* **Vorliegender Text**
^^^^^^^^^^^^^^^^

Hrsg.:...... Informationsstelle Militarisierung (IMI) e.V.
Red.: IMI / Jürgen Wagner / Christoph Marischka
Abo (kostenlos).. https://listi.jpberlin.de/mailman/listinfo/imi-list
Archiv: ....... http://www.imi-online.de/mailingliste.php3
----------------------------------------------------------
Liebe Freundinnen und Freunde,
in dieser IMI-List möchten wir uns zunächst einmal bei allen bedanken,
die auf die ein oder andere Weise zum Gelingen des aus unserer Sicht
sehr gut verlaufenen IMI-Kongresses „Krieg im Informationsraum“
beigetragen haben!

^^^^^^^^^^^^^^^^

* **Gespeicherte Daten**
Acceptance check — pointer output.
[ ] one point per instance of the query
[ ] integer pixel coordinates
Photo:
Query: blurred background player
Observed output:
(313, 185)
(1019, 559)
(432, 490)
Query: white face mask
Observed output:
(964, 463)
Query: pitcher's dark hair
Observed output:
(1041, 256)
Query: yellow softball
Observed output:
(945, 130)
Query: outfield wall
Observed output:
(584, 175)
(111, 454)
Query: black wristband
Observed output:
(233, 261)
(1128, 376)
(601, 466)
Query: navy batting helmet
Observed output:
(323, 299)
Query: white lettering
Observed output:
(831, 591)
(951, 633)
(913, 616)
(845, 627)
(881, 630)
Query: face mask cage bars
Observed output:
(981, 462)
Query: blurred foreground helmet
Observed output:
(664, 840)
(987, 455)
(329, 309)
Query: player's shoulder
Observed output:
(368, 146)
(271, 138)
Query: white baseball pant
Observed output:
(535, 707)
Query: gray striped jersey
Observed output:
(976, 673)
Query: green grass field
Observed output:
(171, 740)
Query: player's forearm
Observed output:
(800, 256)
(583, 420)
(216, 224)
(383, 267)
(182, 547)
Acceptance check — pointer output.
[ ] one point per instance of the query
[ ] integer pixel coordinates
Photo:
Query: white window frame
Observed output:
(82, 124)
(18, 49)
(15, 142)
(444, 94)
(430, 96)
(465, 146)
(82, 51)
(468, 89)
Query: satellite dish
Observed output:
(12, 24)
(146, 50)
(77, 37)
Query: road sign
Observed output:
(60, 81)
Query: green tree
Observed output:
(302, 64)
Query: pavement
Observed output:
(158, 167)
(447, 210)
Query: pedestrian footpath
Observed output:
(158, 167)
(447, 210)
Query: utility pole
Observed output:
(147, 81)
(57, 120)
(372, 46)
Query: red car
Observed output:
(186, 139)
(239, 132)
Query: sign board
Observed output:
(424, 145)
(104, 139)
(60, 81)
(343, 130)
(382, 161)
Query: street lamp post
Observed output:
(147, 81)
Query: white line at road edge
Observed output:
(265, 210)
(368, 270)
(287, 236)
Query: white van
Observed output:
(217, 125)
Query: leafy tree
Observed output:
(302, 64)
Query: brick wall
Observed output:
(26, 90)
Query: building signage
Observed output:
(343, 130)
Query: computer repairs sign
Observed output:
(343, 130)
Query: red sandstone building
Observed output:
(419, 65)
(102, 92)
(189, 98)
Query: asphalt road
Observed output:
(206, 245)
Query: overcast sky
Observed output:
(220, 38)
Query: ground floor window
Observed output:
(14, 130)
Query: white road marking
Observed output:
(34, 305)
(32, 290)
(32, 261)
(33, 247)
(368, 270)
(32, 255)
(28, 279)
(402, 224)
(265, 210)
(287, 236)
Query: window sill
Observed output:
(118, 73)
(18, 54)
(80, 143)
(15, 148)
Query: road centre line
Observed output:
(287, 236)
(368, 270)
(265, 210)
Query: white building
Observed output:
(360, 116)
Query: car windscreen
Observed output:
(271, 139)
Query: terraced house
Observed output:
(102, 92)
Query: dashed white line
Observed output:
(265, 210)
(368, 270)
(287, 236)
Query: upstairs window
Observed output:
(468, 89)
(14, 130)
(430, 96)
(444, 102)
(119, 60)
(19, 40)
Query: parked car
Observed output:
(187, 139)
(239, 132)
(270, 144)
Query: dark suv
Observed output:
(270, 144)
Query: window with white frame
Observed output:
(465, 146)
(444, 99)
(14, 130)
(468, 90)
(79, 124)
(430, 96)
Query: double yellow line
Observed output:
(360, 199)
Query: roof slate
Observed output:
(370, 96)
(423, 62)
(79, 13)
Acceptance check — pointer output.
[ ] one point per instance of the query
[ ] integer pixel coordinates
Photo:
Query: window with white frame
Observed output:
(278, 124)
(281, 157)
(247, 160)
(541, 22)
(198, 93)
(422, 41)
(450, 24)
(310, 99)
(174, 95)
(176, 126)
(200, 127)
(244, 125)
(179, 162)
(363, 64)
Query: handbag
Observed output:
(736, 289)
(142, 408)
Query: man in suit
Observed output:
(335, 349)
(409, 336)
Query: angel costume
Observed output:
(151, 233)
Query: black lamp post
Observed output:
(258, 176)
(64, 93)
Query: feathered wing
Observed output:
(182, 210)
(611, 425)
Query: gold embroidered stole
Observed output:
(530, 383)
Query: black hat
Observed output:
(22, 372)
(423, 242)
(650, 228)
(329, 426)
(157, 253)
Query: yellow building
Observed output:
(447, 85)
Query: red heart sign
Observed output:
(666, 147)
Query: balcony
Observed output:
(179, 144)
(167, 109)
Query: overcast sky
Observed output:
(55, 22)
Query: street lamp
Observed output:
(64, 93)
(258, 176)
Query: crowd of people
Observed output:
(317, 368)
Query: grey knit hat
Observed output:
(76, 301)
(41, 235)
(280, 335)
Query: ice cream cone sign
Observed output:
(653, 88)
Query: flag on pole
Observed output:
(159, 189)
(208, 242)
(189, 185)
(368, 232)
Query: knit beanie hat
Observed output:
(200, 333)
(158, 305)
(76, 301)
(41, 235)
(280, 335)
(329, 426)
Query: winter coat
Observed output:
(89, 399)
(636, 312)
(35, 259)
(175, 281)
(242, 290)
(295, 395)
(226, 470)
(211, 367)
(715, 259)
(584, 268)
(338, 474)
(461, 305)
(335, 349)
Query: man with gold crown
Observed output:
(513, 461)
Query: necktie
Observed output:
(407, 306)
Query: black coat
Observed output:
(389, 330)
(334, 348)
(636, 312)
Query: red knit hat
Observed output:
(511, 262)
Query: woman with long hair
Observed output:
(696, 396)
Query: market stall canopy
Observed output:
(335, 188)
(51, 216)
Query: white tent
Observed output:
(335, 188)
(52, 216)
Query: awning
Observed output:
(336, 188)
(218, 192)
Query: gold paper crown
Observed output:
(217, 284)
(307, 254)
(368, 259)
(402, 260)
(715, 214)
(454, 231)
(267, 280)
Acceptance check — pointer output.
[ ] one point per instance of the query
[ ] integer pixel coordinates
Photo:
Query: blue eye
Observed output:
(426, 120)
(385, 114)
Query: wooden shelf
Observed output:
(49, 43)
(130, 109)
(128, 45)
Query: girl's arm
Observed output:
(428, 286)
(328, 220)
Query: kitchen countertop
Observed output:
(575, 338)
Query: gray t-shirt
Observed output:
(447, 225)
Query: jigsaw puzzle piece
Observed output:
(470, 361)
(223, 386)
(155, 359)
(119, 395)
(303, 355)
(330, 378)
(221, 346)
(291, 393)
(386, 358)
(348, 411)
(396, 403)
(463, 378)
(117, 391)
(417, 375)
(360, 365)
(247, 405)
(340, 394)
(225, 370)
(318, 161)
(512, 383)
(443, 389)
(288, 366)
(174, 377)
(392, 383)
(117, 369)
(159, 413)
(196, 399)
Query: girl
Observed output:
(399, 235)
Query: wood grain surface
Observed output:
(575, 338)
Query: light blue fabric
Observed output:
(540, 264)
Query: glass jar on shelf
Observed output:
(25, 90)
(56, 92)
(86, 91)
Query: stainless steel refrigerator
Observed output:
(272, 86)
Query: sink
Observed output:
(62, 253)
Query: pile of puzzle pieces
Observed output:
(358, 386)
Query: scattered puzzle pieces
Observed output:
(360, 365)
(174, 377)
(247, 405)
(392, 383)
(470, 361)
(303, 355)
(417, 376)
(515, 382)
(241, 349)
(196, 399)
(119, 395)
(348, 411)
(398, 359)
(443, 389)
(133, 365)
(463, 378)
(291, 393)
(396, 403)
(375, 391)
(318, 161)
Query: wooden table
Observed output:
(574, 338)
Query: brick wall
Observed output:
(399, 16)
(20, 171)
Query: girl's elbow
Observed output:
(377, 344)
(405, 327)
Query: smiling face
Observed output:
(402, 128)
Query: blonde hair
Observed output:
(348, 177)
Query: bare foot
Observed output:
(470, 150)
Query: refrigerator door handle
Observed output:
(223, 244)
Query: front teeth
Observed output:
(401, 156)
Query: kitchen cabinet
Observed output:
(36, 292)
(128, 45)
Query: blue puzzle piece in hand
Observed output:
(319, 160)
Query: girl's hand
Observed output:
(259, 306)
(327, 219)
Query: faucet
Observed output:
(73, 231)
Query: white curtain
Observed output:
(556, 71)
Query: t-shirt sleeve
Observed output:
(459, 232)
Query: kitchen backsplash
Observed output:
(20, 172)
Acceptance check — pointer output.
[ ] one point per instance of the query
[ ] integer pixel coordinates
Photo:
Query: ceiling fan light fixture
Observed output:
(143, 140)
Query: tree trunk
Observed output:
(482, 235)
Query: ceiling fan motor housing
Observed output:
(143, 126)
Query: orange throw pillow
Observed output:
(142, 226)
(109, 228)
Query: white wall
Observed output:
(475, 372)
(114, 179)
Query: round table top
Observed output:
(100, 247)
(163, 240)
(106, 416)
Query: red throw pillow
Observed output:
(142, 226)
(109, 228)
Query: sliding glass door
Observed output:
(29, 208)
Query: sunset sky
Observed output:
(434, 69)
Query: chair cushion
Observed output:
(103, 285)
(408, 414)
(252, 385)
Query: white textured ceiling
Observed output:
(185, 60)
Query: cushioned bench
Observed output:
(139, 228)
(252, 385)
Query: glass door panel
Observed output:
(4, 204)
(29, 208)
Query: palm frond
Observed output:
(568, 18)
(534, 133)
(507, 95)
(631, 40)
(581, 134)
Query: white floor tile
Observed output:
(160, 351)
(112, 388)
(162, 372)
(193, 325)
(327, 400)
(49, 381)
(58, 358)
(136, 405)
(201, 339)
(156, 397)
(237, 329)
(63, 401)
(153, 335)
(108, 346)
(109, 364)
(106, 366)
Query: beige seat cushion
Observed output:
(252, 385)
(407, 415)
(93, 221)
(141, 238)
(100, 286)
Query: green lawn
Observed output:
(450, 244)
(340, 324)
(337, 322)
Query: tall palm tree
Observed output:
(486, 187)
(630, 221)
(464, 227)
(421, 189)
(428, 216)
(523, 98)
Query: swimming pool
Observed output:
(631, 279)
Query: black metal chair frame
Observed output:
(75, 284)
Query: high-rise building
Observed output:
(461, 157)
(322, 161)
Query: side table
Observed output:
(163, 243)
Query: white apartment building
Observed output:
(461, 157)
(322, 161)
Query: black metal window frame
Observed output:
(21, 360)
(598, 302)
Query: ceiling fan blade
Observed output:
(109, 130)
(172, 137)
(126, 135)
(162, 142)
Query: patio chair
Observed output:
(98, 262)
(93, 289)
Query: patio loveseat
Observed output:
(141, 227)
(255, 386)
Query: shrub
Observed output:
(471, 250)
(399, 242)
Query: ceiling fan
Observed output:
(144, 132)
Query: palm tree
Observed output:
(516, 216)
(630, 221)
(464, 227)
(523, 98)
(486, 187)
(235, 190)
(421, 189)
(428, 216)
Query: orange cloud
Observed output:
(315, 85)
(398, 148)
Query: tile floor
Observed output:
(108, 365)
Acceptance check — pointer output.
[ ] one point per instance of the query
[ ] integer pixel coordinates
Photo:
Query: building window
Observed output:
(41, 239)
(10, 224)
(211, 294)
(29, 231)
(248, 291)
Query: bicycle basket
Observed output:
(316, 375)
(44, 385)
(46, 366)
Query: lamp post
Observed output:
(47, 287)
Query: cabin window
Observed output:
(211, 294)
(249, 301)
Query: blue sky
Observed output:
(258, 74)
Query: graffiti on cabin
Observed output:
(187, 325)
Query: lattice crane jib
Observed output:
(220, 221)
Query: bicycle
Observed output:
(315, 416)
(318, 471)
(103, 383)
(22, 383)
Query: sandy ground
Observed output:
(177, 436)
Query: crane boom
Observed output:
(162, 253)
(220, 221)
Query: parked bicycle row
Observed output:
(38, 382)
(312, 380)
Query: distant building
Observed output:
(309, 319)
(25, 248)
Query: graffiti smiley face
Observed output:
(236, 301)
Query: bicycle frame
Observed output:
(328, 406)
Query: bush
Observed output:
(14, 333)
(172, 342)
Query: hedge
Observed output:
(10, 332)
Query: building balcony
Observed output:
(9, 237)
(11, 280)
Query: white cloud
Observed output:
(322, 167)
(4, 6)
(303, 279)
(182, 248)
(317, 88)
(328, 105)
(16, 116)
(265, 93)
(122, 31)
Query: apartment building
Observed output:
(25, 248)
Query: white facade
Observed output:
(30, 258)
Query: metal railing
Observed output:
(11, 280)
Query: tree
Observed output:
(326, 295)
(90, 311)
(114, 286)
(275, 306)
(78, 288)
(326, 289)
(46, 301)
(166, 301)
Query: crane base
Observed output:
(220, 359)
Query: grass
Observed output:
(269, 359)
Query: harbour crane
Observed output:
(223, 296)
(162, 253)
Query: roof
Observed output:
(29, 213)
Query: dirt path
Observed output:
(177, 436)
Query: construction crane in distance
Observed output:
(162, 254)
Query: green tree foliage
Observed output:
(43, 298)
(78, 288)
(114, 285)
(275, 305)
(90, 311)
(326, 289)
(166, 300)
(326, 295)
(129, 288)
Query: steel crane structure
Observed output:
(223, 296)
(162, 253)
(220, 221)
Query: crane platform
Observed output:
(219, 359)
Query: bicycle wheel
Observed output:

^^^^^^^^^^^^^^^^

* **Aufgabe 1**
Beantworten Sie anhand des vorliegenden Textes kurz die folgenden Fragen:
(a) Wer wird als Herausgeber genannt?
(b) Welche beiden Personen stehen in der Redaktionszeile neben IMI?
(c) Welchen Titel trägt der Kongress, für dessen Gelingen gedankt wird?
* **Aufgabe 2**
Zitieren Sie aus dem vorliegenden Text die Stelle zwischen „Red.: IMI /“ und „beigetragen haben!“, beide eingeschlossen.

* **Antwort 1**
(a) Die Informationsstelle Militarisierung (IMI) e.V.
(b) Jürgen Wagner und Christoph Marischka.
(c) „Krieg im Informationsraum“.

* **Antwort 2**
Red.: IMI / Jürgen Wagner / Christoph Marischka
Abo (kostenlos).. https://listi.jpberlin.de/mailman/listinfo/imi-list
Archiv: ....... http://www.imi-online.de/mailingliste.php3
----------------------------------------------------------
Liebe Freundinnen und Freunde,
in dieser IMI-List möchten wir uns zunächst einmal bei allen bedanken,
die auf die ein oder andere Weise zum Gelingen des aus unserer Sicht
sehr gut verlaufenen IMI-Kongresses „Krieg im Informationsraum“
beigetragen haben!